◆ Problem description
Lay out the data below as a numbered list, beginning with the line that contains "A test script needs to interact with the windshield." and continuing through the final line of the data, both ends included. Leave out any blank lines.

◆ Data listing
.....

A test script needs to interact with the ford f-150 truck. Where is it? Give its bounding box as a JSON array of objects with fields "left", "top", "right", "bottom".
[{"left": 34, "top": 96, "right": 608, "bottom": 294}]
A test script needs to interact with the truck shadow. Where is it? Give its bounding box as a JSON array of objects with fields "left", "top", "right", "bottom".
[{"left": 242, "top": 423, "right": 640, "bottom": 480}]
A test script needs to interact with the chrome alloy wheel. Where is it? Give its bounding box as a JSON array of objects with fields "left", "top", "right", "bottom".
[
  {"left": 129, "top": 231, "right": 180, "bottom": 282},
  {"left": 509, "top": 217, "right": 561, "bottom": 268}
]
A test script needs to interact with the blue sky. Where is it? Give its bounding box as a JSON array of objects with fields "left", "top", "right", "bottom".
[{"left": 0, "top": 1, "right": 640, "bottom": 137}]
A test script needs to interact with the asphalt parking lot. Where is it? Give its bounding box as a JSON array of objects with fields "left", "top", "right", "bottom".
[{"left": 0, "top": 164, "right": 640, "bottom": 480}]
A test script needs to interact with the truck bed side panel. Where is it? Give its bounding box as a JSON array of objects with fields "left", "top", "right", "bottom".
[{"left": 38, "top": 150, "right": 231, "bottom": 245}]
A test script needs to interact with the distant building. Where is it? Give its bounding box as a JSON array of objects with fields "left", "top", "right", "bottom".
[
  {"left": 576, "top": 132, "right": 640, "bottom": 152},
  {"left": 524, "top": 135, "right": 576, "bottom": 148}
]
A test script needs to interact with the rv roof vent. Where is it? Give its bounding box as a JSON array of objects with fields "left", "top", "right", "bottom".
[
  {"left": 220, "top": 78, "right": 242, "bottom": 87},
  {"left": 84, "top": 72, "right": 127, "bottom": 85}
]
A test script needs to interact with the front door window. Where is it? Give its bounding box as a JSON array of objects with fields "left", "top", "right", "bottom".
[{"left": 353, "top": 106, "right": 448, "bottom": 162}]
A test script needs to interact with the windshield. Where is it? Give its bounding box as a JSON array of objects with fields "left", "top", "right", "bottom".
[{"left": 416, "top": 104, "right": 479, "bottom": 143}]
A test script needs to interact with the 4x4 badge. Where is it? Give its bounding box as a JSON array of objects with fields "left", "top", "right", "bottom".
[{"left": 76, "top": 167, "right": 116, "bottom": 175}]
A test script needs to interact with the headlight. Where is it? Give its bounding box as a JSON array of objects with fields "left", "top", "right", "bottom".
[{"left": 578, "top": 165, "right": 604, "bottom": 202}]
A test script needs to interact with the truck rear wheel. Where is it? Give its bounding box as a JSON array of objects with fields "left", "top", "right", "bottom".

.....

◆ Written response
1. A test script needs to interact with the windshield. Where is it? Give its bounding box as a JSON array of objects with fields "left", "top", "right", "bottom".
2. [{"left": 416, "top": 104, "right": 479, "bottom": 143}]
3. A test script needs to interact with the 4x4 badge. Where is it? Give its bounding box as a JSON array of objects with fields "left", "top", "right", "bottom".
4. [{"left": 76, "top": 167, "right": 116, "bottom": 175}]
5. A test script needs to interact with the headlight. Where is it? Give its bounding box as a JSON array of objects with fields "left", "top", "right", "bottom".
6. [{"left": 578, "top": 165, "right": 604, "bottom": 202}]
7. A test script needs to interact with the truck rear wheel. Where is it? Give its bounding box as a JSON array of objects with fields "left", "top", "right", "bottom".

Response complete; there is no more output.